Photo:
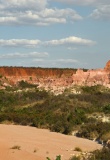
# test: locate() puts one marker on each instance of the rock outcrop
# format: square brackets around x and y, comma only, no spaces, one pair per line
[55,78]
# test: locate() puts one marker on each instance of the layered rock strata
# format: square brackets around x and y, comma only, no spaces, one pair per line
[54,79]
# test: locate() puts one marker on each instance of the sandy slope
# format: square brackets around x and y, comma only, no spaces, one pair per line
[37,144]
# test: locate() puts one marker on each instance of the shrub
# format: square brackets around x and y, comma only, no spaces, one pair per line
[78,149]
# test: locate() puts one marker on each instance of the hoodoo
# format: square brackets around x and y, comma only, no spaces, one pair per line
[107,67]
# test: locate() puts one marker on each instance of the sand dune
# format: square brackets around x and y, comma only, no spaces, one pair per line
[37,144]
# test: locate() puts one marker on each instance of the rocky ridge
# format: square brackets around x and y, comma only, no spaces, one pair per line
[55,79]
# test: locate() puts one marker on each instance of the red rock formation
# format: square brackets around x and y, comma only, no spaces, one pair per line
[107,67]
[53,78]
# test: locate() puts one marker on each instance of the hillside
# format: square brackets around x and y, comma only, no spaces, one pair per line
[55,79]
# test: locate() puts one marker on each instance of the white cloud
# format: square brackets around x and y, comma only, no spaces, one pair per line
[84,2]
[36,43]
[22,4]
[30,55]
[34,12]
[19,43]
[67,61]
[71,41]
[102,12]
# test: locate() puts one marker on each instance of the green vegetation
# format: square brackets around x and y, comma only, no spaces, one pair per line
[78,149]
[26,105]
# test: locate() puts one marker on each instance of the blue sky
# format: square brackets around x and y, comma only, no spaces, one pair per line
[55,33]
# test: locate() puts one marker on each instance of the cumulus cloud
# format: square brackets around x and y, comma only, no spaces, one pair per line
[24,55]
[71,41]
[19,43]
[22,4]
[84,2]
[102,12]
[34,12]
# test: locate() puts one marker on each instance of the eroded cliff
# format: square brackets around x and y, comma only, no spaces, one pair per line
[55,78]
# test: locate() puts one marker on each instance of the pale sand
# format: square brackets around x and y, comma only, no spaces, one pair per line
[37,144]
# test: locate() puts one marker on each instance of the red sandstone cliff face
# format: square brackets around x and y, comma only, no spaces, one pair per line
[53,78]
[107,67]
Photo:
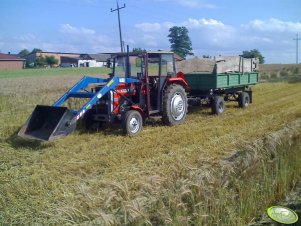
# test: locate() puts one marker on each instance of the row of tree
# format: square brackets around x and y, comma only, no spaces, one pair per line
[40,61]
[182,45]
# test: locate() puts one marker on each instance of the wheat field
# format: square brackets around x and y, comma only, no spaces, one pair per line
[105,178]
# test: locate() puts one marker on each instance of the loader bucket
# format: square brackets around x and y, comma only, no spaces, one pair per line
[48,123]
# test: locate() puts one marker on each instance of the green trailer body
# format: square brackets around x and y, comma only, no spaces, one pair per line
[199,81]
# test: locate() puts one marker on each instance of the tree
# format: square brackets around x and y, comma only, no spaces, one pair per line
[51,60]
[180,41]
[253,54]
[23,52]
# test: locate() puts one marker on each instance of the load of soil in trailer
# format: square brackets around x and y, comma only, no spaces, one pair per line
[220,72]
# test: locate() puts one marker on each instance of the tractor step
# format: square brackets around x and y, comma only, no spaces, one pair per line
[48,123]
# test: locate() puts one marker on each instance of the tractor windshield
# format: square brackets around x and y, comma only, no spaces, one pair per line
[120,66]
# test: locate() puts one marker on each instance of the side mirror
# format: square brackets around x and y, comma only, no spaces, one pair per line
[108,63]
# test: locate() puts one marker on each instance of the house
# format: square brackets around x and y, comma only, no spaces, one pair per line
[57,55]
[9,61]
[85,60]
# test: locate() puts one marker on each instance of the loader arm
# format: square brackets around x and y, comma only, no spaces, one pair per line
[52,122]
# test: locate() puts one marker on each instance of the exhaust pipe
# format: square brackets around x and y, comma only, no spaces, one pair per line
[47,123]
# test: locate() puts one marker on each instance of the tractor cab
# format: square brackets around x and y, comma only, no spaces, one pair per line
[152,69]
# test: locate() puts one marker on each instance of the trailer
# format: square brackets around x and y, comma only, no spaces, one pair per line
[141,86]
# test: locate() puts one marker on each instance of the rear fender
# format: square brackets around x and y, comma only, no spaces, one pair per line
[139,109]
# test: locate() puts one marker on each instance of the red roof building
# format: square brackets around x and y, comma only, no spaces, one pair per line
[8,61]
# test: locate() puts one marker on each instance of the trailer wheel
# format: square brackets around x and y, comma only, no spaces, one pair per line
[243,100]
[174,105]
[217,105]
[131,122]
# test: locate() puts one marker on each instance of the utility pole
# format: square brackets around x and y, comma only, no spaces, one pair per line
[120,35]
[297,48]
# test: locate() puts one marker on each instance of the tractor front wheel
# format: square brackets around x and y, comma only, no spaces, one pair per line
[131,122]
[174,105]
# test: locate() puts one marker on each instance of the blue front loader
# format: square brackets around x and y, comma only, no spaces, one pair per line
[51,122]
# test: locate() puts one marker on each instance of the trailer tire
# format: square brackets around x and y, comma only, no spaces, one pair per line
[217,105]
[175,105]
[243,100]
[131,123]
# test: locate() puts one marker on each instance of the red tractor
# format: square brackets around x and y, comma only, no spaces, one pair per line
[156,91]
[140,86]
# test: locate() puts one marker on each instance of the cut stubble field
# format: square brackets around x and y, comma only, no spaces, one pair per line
[107,178]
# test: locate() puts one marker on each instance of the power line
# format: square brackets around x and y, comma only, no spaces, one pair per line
[120,35]
[297,48]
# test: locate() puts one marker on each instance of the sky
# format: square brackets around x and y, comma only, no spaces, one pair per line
[216,27]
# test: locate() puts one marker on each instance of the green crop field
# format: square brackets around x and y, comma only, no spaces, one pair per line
[105,178]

*DIRECTION*: Transcribe the listing in full and omit the pictures.

*TASK SOLUTION*:
Photo:
# test: locate() puts one marker on each instance of the rock outcrop
# format: square brackets around x and y, comma only, no spaces, one pair per line
[55,78]
# test: locate() puts one marker on each instance of the layered rock strata
# format: square brackets around x and y, comma only, no spaces, one pair per line
[54,79]
# test: locate() puts one marker on each instance of the sandy slope
# format: square brackets around x and y, comma only, no spaces, one pair per line
[37,144]
# test: locate() puts one marker on each instance of the shrub
# format: square brackets around x and y, comma only, no spaces, one pair per line
[78,149]
# test: locate() puts one marker on each instance of the hoodoo
# format: square brackets around x and y, comma only, no spaces, one pair per line
[107,67]
# test: locate() puts one marker on each instance of the sand dune
# format: square brackets around x and y, comma only, no spaces, one pair per line
[37,144]
# test: locate() puts one marker on each instance of the rocky ridge
# format: square brackets around x and y, comma only, no spaces, one pair per line
[55,79]
# test: locate() puts one marker on each instance of the red rock formation
# format: square brackets around x and y, comma only, no spaces, one pair per line
[107,67]
[53,78]
# test: locate() puts one marker on each instance of the hillside
# format: square brackets around x and y, comma only, no spaces, one pair per line
[55,79]
# test: locate() puts one marker on each instance of the white cloud
# format: square brackets around x and y, comma only, no spaces, one pair per line
[84,2]
[36,43]
[22,4]
[30,55]
[34,12]
[19,43]
[67,61]
[71,41]
[102,12]
# test: locate() puts one marker on each instance of the green vegetation
# format: square brackets around x and y, comma only, no spaces, one pair per line
[78,149]
[26,105]
# test: locate() puts one marker on each instance of the blue sky
# format: square brackets around x and y, comma only, no spaces, one pair per line
[55,33]
# test: locate() puts one marker on each instance of the cumulus cloud
# format: square brackets around x and y, comma only, no spaces, one pair per line
[24,55]
[71,41]
[19,43]
[22,4]
[84,2]
[102,12]
[34,12]
# test: locate() puts one marker on each instance of the eroded cliff
# format: square brackets around x and y, comma only, no spaces, one pair per line
[55,78]
# test: locate() puts one marker on each instance of the pale sand
# format: square brackets around x and y, comma only, no spaces, one pair per line
[37,144]
# test: locate() puts one marker on each instance of the red sandstone cliff face
# format: square brackets around x and y, comma only, no spaces, one pair per line
[53,78]
[107,67]
Photo:
# test: locate() puts one marker on each instance of the row of tree
# format: square brackets around x and y, comma only, no spaces, one pair per line
[40,61]
[182,45]
# test: locate() puts one marker on each instance of the wheat field
# format: square brackets around x and y, comma only, no spaces, one pair per line
[105,178]
# test: locate() puts one marker on each instance of the loader bucket
# format: square brackets around x and y, comma only, no spaces, one pair per line
[48,123]
# test: locate() puts one marker on each instance of the green trailer body
# format: square brackets around x and y, comma only, no spaces, one pair per line
[199,81]
# test: locate() puts one marker on each instance of the tree
# format: square brackets around x and y, comma only, no spaces, one pair per line
[51,60]
[180,41]
[253,54]
[23,52]
# test: locate() puts one marker on each instance of the load of soil in trailer
# format: square brackets around x and y, comma only, no spaces, one pair per line
[220,72]
# test: locate() puts one marker on each instance of the tractor step
# format: square brackets around x and y, comma only, no spaces, one pair per line
[48,123]
# test: locate() puts one marker on each instance of the tractor windshield
# format: square brackets around x and y, comma only, no spaces, one pair per line
[120,66]
# test: locate() puts one marker on each instance of the side mirror
# format: square brackets around x and y, comma only, no spaces, one pair per line
[108,63]
# test: locate() puts one marker on each instance of the house
# format: square brackets around x and y, comma only, no spaces, one pair per line
[57,55]
[9,61]
[85,60]
# test: locate() puts one marker on each instance of the loader arm
# format: square brackets around x and y, comma only, no spaces, one pair per line
[52,122]
# test: locate() puts one marker on each instance of the exhaust pipe
# format: square brackets around x and y, comma only, no spaces, one pair per line
[47,123]
# test: locate() puts one marker on each instance of the tractor cab
# format: square brackets around x and y, comma only, no spaces, one pair per line
[152,69]
# test: locate() puts one marker on each instance of the trailer
# format: square brackets around x and y, comma only, no spaces, one pair per line
[141,86]
# test: locate() puts one marker on each instance of the rear fender
# format: square brackets around x and y, comma only, no spaces, one pair per line
[139,109]
# test: locate() puts one marker on each instance of the red roof building
# format: square brackets around x and y, comma only, no spaces, one pair per line
[8,61]
# test: locate() puts one marker on each instance of the trailer wheel
# format: square brackets around x and y, comma only, no spaces, one pair per line
[243,100]
[174,105]
[217,105]
[131,122]
# test: locate() puts one marker on each instance of the utility pole
# format: square brackets around x and y, comma only, no spaces, one pair per line
[120,35]
[297,48]
# test: locate() puts one marker on each instance of the tractor front wheel
# format: square brackets around x and y, comma only, no spaces, one pair per line
[131,122]
[174,105]
# test: locate() puts one marker on each instance of the blue front loader
# format: square brackets around x and y, comma only, no spaces, one pair per line
[51,122]
# test: locate() puts one marker on each instance of the trailer tire
# format: square brackets around x and y, comma only, no spaces, one pair per line
[217,105]
[175,105]
[243,100]
[131,123]
# test: locate() puts one marker on each instance of the red tractor
# format: square brackets around x and y, comma only, no spaces, one pair per line
[156,91]
[140,86]
# test: locate() puts one marker on each instance of the cut stubble field
# format: square brackets around x and y, comma only, no spaces, one pair per line
[107,178]
# test: locate() puts one marker on each instance of the power line
# format: square brackets around x and y, comma only, no spaces, one pair per line
[120,35]
[297,48]
# test: locate() puts one marker on each instance of the sky
# format: square brackets around x and y, comma only, no spaces, one pair per line
[216,27]
# test: locate() puts one marker on each instance of the green crop field
# format: square brackets around x and y, comma only, no spaces, one pair per line
[105,178]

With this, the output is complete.